READING PASSAGE —
* BEGIN *
The Road to Stonewall: Anita Cornwell

Anita Cornwell had been an out lesbian for more than two decades when Stonewall happened. She had wandered the small streets of Greenwich Village in the 1940s-1950s and had written about her experiences in The Ladder, where she was the first black lesbian to write for the publication. She also wrote about her experiences as a black woman in Negro Digest.

Negro Digest boldly referred to her as a lesbian — groundbreaking in the 1950s. Cornwell was one of the first black lesbian activists many Philadelphia LGBTQ people knew of in the early years, pre-Stonewall. Her presence was a constant over several decades at LGBTQ events.

In her iconic book Black Lesbian in White America, widely noted as the first collection of essays by a black lesbian, Cornwell writes, “During that time, about the only visible Gays were the swaggering butch and the swishing faggot, who were about as welcome in that ‘genteel’ climate of the fifties as a grizzly bear. In fact, I do believe the bear would have had a decided advantage.” She said of lesbians of her era, “We of the fifties (and the forties and on back to when) not only had to operate from the closet but, worse yet, most of us seemed to exist in a vacuum.”
* END *
DATASET RECORDS —
* BEGIN *
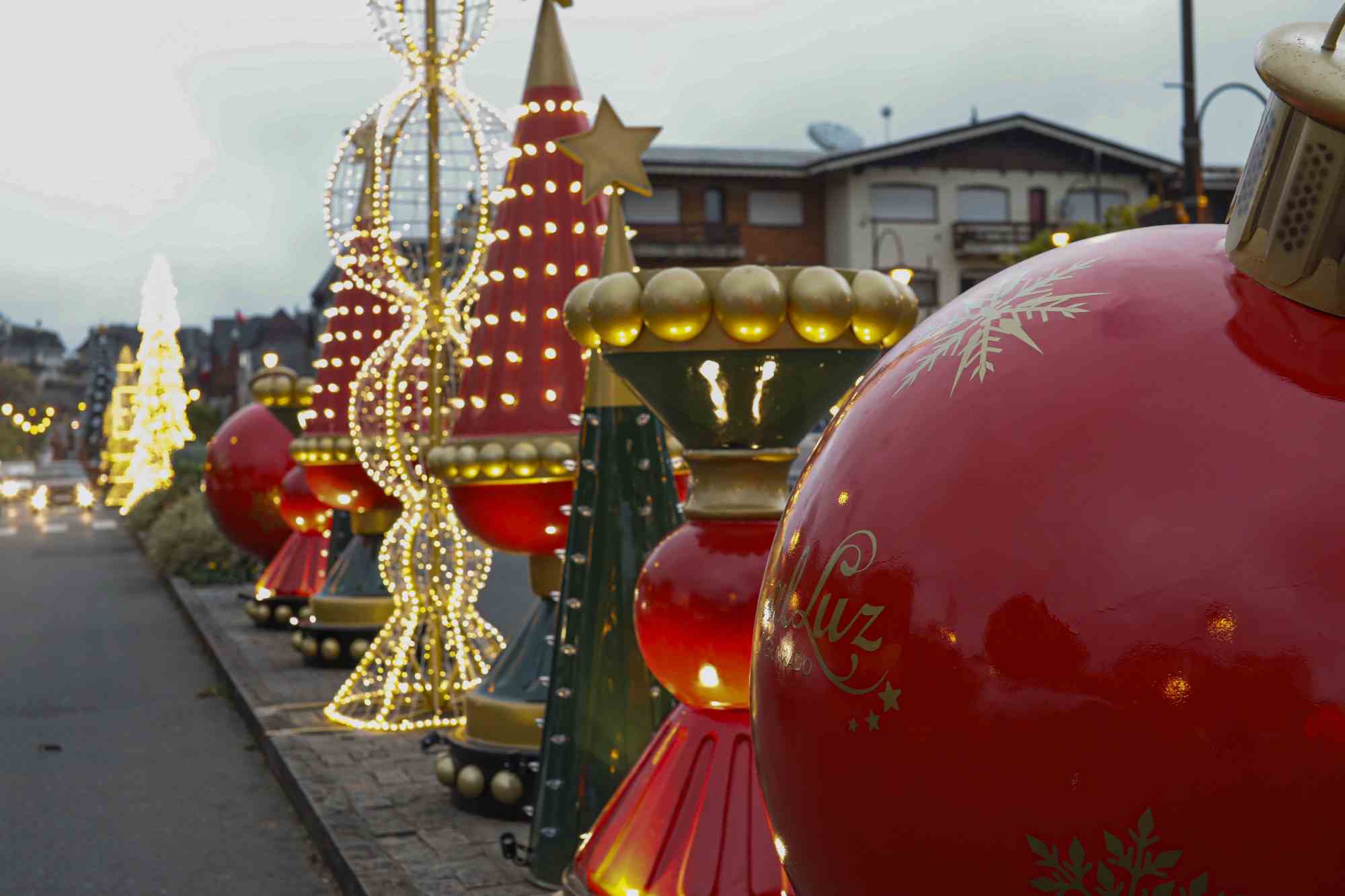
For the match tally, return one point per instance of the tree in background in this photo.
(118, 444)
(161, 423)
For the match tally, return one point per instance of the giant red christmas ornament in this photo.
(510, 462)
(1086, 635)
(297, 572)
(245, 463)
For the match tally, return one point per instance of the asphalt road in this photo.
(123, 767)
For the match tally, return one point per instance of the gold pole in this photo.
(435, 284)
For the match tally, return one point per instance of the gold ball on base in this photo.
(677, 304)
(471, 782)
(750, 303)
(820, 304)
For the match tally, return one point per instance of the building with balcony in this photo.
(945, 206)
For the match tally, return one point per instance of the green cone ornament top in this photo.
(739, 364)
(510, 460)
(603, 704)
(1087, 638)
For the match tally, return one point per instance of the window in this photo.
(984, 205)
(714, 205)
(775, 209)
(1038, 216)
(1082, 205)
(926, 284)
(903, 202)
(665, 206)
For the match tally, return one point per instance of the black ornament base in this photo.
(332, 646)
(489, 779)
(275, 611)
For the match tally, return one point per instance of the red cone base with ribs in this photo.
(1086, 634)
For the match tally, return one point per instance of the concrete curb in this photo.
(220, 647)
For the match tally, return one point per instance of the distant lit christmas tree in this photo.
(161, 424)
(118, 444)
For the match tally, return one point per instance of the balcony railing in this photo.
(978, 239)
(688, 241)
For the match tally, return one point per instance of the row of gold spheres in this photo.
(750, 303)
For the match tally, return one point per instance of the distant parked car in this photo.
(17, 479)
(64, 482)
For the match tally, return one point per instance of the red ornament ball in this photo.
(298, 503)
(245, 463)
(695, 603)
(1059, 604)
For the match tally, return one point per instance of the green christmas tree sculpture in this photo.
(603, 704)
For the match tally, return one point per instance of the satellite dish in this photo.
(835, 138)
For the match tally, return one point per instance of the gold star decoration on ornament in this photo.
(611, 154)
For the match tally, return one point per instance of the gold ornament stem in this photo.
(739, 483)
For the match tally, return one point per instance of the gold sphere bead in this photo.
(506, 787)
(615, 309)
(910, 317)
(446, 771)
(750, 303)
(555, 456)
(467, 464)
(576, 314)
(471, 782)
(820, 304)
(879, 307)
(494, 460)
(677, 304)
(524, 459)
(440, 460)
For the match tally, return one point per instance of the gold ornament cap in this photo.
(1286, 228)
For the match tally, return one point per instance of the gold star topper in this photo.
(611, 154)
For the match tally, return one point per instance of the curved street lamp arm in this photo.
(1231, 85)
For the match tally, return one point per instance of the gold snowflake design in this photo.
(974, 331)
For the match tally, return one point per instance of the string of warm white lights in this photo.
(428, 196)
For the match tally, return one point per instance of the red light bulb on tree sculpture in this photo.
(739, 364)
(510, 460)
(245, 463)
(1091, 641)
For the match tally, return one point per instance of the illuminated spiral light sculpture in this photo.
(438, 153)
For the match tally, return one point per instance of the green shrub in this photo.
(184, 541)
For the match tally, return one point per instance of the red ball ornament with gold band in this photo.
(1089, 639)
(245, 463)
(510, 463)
* END *
TASKS TO COMPLETE —
1) Convert the stretch of the listing from the line containing "band in this photo." through the listing's final line into a numbered list, leaving out any blank lines.
2) Carry on the piece about Anita Cornwell from its last sentence.

ANSWERS PER TASK —
1)
1. For the match tally, return one point per instance of the red ball ornament with gold band in this photo.
2. (1089, 639)
3. (245, 463)
4. (510, 463)

2)
A defiantly staunch feminist and, for a period of time, a lesbian separatist, Cornwell infused her politics into every local and national group to which she belonged. Hers were fierce and seductive politics, framed in a folksy, witty, charming banter that casually insinuated itself into the conversation until everyone was listening only to Anita Cornwell.

No one else was talking, and so she told the complex tale of being a black lesbian in white America. Cornwell was, above all, a raconteur.  She told stories from every chapter of her life and every decade of gay and lesbian life. She was a chronicler of her time. And when she spoke, everyone listened.

The population of Greenwood, South Carolina was only 8,700 in 1923 when Cornwell was born there. A third of the population was black, but it was the height of Jim Crow laws and as Cornwell recounted in interviews, it was a time of tremendous poverty fueled by racism, “when integration was a term seen only in the dictionary.”

She told Philadelphia historian Marc Stein that there would have been no knowledge of gayness in that environment — that it was like another century. She said she first became aware she was attracted to women in her teens but didn’t come out until she met other lesbians after college in the late 1940s.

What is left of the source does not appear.